Work to do. Would you extract the whole listing below and retype it exactly?

Data lines.
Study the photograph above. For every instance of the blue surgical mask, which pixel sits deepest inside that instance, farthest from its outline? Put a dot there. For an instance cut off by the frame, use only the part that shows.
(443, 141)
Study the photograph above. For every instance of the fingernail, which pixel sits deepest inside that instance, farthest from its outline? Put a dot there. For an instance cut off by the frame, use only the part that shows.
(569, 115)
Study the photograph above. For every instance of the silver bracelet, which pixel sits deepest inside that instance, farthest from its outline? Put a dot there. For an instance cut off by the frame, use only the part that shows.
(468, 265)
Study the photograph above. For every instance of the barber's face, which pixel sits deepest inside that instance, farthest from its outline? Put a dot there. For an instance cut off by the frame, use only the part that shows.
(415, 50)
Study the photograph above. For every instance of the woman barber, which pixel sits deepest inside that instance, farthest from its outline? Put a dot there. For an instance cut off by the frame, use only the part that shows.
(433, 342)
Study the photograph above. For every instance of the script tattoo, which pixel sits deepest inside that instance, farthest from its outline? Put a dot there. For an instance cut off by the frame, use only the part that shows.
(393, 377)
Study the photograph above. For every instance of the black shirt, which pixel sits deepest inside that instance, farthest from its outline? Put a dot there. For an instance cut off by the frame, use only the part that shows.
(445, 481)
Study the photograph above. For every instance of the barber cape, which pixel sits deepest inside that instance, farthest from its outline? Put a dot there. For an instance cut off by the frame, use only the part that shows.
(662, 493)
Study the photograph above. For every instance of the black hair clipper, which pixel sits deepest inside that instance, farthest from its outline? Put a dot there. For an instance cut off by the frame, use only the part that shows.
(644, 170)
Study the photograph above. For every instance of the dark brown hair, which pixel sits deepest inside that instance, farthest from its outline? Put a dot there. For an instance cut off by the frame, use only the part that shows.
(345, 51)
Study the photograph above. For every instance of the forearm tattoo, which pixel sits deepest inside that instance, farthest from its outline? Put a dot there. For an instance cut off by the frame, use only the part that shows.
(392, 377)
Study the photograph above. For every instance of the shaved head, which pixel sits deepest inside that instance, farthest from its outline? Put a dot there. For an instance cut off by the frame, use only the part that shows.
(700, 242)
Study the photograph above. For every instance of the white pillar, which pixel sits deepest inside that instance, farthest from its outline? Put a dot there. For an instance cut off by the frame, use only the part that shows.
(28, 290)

The completed task.
Study the photograph above. For every instance of the blue surgical mask, which pixel sits deepest inside that instance, farthest from its outline? Put a dot there. For an instance cut off by the frame, use only the part that shows.
(443, 141)
Study the photograph above. For every instance of the fingernail, which pixel sits deepest inside that instance, farthest from its outline? Put a dot there. For an instance cut off by the frame, use only the part that shows.
(569, 115)
Study the photograph above. For every instance of the silver bracelet, which pixel sits deepest inside that instance, farthest from its outline? Put a dot there. For an instance cut off by the frame, use only the part that shows.
(468, 265)
Study the photograph above. For every instance of the barber's face, which pixel sits deepest inside that instance, farthest from its outline? Put a dot there. For an instance cut off by the frame, use only the part that shows.
(415, 50)
Study the photograph above. For every instance of the woman barber, which pixel sits deepest inside that instance, farthest from its outline? Put a dot there. For an instance cut off by the frame, use only the part that shows.
(433, 342)
Study the photograph above. For every instance of the script tattoo, which pixel sits deepest inside that instance, farthest from its outline? Put a dot there. For an instance cut off by the frame, use only the part that shows.
(393, 377)
Study the photograph above. For every instance of the black shirt, which pixel sits deepest inside that instance, farthest from its outline? Put a dot there. For an instance cut off by the frame, use only the part that shows.
(445, 481)
Study the photograph above. For every instance of the barber cape, which pixel sits deepest inside that instance, farthest from its outline? Put a dot there. For an instance cut off by the frame, use only the part that shows.
(662, 493)
Study the photograph above. For every instance of the black hair clipper, which pixel sits deepest inside that instance, farthest from its outline? Put a dot there. For an instance cut off by the frame, use only the part that shows.
(644, 170)
Study the photograph above. For every instance of the dark brown hair, which pixel sits deepest inside that instance, farthest from its outline? Put a dot there. For an instance cut off by the frame, use only the part that shows.
(345, 51)
Study the photograph above. For every instance of the forearm tattoo, which pixel sits deepest inside that instance, farthest from its outline? Put a dot there. For an instance cut off by the frame, use only the part that shows.
(392, 377)
Study the photograph above. For every instance of the shaved head, which pixel sits deepest inside that instance, farthest from its outline? Put a dot there. For an instance cut off by the frame, use only the part that shows.
(700, 242)
Study the photograph above. For every instance of the white pillar, which pixel sits deepest inside that instance, farthest from its outline? Put a dot there. For an instance cut off by the frame, use only the part that shows.
(28, 290)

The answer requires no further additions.